◆ **Exercise instructions**
When the line containing "Locate every instance of the worker" is found in the data below, copy it and each line after it through the line containing "Locate every instance of the overhead", exactly and with no others.

◇ ◇ ◇ ◇

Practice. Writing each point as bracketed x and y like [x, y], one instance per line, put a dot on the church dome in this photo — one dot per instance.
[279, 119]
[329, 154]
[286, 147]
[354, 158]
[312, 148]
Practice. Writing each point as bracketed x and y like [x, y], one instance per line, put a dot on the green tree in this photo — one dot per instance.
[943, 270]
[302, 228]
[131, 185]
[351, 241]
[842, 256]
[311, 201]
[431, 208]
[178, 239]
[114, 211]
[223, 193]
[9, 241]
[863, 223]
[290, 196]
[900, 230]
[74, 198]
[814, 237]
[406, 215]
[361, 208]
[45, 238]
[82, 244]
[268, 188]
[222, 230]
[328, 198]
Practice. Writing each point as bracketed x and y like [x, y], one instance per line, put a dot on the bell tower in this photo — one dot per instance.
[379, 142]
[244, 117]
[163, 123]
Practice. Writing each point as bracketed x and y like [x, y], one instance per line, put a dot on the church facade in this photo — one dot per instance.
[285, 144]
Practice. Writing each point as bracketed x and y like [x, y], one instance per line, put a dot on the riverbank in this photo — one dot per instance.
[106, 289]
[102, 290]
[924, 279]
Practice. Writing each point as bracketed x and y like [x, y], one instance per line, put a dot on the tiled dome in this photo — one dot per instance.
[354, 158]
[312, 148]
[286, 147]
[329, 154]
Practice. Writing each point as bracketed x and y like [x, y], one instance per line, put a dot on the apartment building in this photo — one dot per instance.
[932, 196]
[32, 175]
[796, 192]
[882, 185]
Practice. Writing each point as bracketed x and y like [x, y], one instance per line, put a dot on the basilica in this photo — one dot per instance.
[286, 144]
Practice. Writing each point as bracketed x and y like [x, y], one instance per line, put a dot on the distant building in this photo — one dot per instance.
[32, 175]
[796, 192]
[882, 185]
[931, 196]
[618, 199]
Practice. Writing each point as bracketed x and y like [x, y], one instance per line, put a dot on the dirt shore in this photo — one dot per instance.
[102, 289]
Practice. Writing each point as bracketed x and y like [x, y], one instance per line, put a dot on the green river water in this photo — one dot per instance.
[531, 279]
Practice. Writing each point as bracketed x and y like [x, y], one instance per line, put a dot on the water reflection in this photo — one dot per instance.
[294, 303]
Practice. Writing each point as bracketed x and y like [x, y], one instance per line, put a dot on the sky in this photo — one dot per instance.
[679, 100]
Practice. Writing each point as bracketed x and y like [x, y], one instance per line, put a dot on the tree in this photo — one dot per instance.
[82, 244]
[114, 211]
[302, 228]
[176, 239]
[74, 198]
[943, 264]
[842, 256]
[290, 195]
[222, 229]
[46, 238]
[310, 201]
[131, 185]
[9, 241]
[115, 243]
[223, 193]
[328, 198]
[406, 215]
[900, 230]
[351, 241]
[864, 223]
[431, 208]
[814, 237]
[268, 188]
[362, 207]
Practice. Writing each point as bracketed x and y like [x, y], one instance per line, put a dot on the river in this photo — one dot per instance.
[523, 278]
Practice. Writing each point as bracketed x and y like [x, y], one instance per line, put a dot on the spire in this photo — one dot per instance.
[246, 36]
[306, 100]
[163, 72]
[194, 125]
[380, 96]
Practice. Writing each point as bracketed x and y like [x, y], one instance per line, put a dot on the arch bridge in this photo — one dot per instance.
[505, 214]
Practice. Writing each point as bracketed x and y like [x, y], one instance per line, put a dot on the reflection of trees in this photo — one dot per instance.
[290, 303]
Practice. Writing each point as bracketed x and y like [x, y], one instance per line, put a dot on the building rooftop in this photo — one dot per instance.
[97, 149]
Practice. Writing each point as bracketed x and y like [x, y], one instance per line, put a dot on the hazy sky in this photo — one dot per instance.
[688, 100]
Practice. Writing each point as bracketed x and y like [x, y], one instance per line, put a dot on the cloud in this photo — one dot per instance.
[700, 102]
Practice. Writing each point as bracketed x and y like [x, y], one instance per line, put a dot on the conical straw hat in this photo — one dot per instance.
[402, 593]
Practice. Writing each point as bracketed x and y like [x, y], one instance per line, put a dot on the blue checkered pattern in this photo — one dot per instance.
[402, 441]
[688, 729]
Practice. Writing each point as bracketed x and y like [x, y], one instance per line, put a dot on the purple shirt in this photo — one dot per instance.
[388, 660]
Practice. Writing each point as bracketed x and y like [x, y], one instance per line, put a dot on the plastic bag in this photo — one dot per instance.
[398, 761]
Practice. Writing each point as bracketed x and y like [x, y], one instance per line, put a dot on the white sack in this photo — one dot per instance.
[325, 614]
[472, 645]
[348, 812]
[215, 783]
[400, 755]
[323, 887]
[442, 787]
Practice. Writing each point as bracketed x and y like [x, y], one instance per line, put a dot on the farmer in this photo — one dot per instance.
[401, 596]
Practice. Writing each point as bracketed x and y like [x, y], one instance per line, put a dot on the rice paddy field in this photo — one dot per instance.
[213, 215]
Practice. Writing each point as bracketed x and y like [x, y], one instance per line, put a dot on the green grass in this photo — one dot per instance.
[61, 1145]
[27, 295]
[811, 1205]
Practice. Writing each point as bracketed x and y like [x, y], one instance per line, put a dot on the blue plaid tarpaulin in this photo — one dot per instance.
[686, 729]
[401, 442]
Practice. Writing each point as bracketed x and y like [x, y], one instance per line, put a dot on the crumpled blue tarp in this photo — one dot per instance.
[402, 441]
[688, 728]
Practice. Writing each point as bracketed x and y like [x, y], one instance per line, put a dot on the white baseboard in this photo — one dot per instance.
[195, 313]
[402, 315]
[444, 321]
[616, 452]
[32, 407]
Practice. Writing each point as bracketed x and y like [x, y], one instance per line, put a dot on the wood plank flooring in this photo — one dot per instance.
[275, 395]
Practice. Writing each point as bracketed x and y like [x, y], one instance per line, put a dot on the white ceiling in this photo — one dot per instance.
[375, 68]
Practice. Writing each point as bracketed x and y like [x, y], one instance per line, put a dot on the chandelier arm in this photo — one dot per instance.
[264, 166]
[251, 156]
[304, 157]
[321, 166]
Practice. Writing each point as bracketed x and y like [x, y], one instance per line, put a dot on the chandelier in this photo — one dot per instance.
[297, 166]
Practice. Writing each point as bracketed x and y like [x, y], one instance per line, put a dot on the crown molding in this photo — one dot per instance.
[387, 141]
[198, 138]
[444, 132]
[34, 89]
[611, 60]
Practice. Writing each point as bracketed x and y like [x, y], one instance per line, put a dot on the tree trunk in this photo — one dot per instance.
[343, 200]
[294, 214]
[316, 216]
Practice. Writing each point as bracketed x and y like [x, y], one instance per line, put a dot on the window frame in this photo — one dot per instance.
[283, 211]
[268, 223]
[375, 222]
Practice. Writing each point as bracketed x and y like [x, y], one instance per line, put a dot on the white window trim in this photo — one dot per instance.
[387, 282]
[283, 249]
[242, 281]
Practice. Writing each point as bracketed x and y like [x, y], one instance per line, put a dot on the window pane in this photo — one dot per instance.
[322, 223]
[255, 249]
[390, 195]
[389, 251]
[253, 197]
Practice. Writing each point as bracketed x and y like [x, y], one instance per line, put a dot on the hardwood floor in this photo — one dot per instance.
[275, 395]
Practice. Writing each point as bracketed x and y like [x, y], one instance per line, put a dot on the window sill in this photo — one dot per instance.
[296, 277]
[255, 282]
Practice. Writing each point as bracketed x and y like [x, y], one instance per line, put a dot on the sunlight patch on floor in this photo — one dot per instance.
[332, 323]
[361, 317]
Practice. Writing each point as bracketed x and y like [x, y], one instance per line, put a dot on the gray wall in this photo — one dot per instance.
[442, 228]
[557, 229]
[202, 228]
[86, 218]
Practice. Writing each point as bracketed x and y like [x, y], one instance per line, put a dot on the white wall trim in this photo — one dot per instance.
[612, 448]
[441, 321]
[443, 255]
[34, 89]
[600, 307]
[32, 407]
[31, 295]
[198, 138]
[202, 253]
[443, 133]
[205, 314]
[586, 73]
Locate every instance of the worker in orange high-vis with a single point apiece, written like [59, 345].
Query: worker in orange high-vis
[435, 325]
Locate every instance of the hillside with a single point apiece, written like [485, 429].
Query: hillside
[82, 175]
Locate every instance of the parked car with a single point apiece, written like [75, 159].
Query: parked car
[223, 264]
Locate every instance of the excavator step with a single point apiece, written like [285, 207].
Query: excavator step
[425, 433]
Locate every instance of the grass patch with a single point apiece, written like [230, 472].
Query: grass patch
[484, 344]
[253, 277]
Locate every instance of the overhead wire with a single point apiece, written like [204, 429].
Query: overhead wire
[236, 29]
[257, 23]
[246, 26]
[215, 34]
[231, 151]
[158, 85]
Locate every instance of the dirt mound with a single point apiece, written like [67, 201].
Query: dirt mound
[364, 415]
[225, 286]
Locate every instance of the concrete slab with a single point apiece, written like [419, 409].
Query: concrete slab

◇ ◇ ◇ ◇

◆ **Result**
Locate every instance of the worker in orange high-vis with a single point apiece, written like [59, 345].
Query: worker in orange high-vis
[435, 325]
Locate every instance of the hillside with a single point apiece, written like [485, 429].
Query: hillside
[82, 175]
Locate every instance of the parked car with a single point apiece, written like [75, 159].
Query: parked car
[223, 264]
Locate every instance of the excavator step with a single point apiece, written like [285, 207].
Query: excavator step
[425, 433]
Locate every instance of the grass patch with a single point apiece, written like [230, 472].
Query: grass patch
[484, 344]
[253, 277]
Locate every instance of the overhead wire with a single point apiece, written like [204, 429].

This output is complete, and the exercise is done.